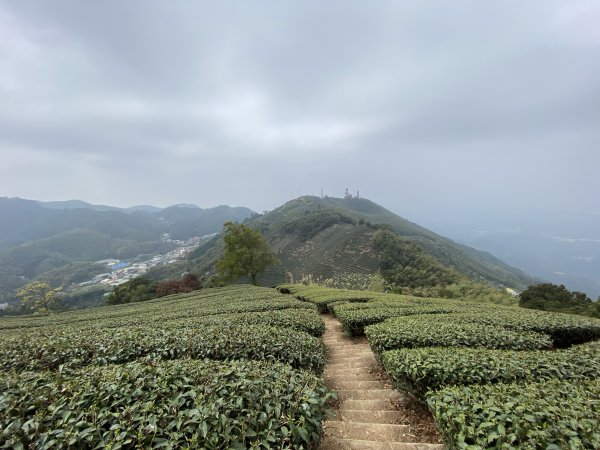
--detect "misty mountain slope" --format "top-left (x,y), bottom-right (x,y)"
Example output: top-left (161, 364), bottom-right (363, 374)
top-left (190, 196), bottom-right (533, 289)
top-left (0, 198), bottom-right (253, 301)
top-left (436, 218), bottom-right (600, 299)
top-left (253, 196), bottom-right (533, 289)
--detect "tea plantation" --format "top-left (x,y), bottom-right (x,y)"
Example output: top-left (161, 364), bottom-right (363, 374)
top-left (279, 285), bottom-right (600, 450)
top-left (0, 286), bottom-right (332, 449)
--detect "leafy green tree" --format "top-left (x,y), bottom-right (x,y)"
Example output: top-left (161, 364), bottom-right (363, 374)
top-left (217, 222), bottom-right (277, 286)
top-left (17, 281), bottom-right (61, 313)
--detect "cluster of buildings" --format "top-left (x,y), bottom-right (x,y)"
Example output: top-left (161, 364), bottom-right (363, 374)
top-left (77, 234), bottom-right (214, 287)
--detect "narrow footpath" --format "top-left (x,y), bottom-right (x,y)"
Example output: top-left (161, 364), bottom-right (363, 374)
top-left (319, 315), bottom-right (445, 450)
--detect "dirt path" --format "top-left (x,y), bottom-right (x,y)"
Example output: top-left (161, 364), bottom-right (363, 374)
top-left (319, 315), bottom-right (444, 450)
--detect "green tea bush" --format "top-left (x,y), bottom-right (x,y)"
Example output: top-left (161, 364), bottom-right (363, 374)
top-left (381, 342), bottom-right (600, 397)
top-left (365, 314), bottom-right (552, 354)
top-left (427, 379), bottom-right (600, 450)
top-left (334, 302), bottom-right (455, 336)
top-left (0, 321), bottom-right (325, 373)
top-left (452, 308), bottom-right (600, 348)
top-left (189, 308), bottom-right (325, 337)
top-left (0, 360), bottom-right (331, 449)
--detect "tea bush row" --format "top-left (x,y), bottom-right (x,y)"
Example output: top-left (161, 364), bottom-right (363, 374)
top-left (381, 341), bottom-right (600, 398)
top-left (0, 360), bottom-right (331, 449)
top-left (427, 379), bottom-right (600, 450)
top-left (0, 285), bottom-right (298, 336)
top-left (333, 303), bottom-right (455, 336)
top-left (365, 314), bottom-right (552, 354)
top-left (0, 322), bottom-right (325, 373)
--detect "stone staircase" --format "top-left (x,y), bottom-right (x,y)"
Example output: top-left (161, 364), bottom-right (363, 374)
top-left (319, 315), bottom-right (445, 450)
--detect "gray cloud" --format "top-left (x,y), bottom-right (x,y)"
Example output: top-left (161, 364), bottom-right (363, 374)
top-left (0, 0), bottom-right (600, 218)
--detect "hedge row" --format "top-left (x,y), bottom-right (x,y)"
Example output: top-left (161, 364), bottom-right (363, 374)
top-left (381, 342), bottom-right (600, 397)
top-left (0, 322), bottom-right (325, 373)
top-left (334, 303), bottom-right (455, 336)
top-left (450, 308), bottom-right (600, 348)
top-left (277, 284), bottom-right (378, 314)
top-left (365, 314), bottom-right (552, 354)
top-left (180, 308), bottom-right (325, 337)
top-left (0, 285), bottom-right (304, 336)
top-left (427, 379), bottom-right (600, 450)
top-left (0, 360), bottom-right (331, 449)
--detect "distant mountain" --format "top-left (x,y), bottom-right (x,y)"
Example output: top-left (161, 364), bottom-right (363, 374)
top-left (192, 196), bottom-right (534, 289)
top-left (0, 198), bottom-right (254, 303)
top-left (432, 212), bottom-right (600, 299)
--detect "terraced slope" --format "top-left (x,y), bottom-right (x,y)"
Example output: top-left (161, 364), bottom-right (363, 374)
top-left (319, 315), bottom-right (444, 450)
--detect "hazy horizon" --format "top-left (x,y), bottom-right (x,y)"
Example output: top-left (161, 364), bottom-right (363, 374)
top-left (0, 0), bottom-right (600, 222)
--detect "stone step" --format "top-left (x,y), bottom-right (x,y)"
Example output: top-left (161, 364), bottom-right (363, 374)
top-left (328, 359), bottom-right (377, 369)
top-left (324, 420), bottom-right (414, 442)
top-left (319, 437), bottom-right (445, 450)
top-left (325, 355), bottom-right (377, 365)
top-left (331, 380), bottom-right (392, 391)
top-left (336, 389), bottom-right (400, 401)
top-left (340, 398), bottom-right (396, 411)
top-left (324, 364), bottom-right (378, 373)
top-left (323, 370), bottom-right (373, 382)
top-left (330, 409), bottom-right (404, 423)
top-left (326, 345), bottom-right (373, 354)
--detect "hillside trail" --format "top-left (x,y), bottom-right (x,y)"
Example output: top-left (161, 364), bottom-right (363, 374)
top-left (319, 315), bottom-right (445, 450)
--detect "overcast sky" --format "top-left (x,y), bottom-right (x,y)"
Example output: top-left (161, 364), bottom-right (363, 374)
top-left (0, 0), bottom-right (600, 225)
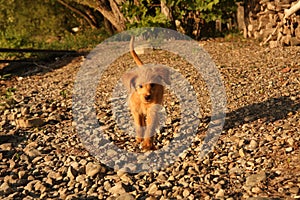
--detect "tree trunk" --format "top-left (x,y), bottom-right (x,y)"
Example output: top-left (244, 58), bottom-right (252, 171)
top-left (96, 0), bottom-right (127, 32)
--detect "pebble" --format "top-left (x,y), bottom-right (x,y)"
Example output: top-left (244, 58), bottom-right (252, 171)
top-left (85, 162), bottom-right (101, 177)
top-left (108, 182), bottom-right (126, 195)
top-left (116, 193), bottom-right (135, 200)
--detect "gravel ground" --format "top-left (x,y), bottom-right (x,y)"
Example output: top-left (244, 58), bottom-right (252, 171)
top-left (0, 40), bottom-right (300, 200)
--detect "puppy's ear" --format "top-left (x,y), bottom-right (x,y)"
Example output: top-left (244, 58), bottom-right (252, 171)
top-left (155, 67), bottom-right (171, 85)
top-left (122, 71), bottom-right (137, 92)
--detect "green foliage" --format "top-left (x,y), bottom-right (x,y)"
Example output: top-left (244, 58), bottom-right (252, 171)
top-left (122, 0), bottom-right (171, 28)
top-left (0, 0), bottom-right (107, 59)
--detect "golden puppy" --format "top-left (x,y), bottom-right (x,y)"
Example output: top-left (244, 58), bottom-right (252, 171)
top-left (123, 37), bottom-right (170, 150)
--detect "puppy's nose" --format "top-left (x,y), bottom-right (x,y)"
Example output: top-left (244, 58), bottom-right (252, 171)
top-left (145, 95), bottom-right (151, 101)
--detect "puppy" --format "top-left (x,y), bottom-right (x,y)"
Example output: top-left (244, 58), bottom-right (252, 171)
top-left (123, 37), bottom-right (170, 150)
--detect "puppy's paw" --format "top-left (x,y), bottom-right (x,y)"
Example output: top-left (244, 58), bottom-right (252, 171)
top-left (135, 137), bottom-right (143, 144)
top-left (142, 139), bottom-right (156, 150)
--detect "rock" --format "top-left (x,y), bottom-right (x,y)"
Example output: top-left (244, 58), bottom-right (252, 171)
top-left (116, 193), bottom-right (135, 200)
top-left (0, 143), bottom-right (12, 151)
top-left (290, 186), bottom-right (299, 194)
top-left (85, 162), bottom-right (101, 177)
top-left (0, 182), bottom-right (12, 194)
top-left (216, 189), bottom-right (225, 198)
top-left (16, 117), bottom-right (45, 128)
top-left (182, 189), bottom-right (190, 198)
top-left (67, 166), bottom-right (77, 180)
top-left (148, 183), bottom-right (161, 195)
top-left (245, 171), bottom-right (267, 187)
top-left (108, 182), bottom-right (126, 195)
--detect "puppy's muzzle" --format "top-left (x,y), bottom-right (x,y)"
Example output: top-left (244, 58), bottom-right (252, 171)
top-left (144, 95), bottom-right (151, 102)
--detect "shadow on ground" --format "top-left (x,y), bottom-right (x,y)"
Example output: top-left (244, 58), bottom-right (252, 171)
top-left (224, 97), bottom-right (300, 130)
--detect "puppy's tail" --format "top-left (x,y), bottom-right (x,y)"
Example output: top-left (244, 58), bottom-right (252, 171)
top-left (130, 36), bottom-right (144, 67)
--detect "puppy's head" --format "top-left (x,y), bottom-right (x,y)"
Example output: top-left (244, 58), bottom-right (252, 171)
top-left (123, 66), bottom-right (171, 103)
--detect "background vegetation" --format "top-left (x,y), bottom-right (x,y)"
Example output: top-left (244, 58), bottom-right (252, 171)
top-left (0, 0), bottom-right (236, 58)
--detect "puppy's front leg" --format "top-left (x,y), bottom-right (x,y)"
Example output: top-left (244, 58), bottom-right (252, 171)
top-left (143, 105), bottom-right (160, 150)
top-left (132, 113), bottom-right (146, 143)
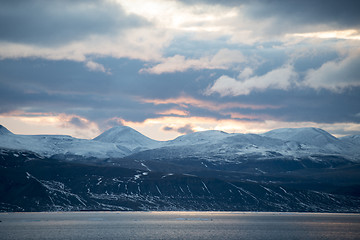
###
> _Short exercise_
Express the lines starting at the first line and ending at the line that contains "top-left (0, 198), bottom-right (253, 301)", both included, as a JSON list of strings with one string per line and no blank lines. Leave the pictures out.

> _Solution_
[
  "--detect \"misty mountain slope\" --format \"top-left (x,y), bottom-right (x,y)\"",
  "Example output: top-left (161, 364), bottom-right (363, 374)",
  "top-left (190, 196), bottom-right (533, 289)",
  "top-left (0, 198), bottom-right (253, 301)"
]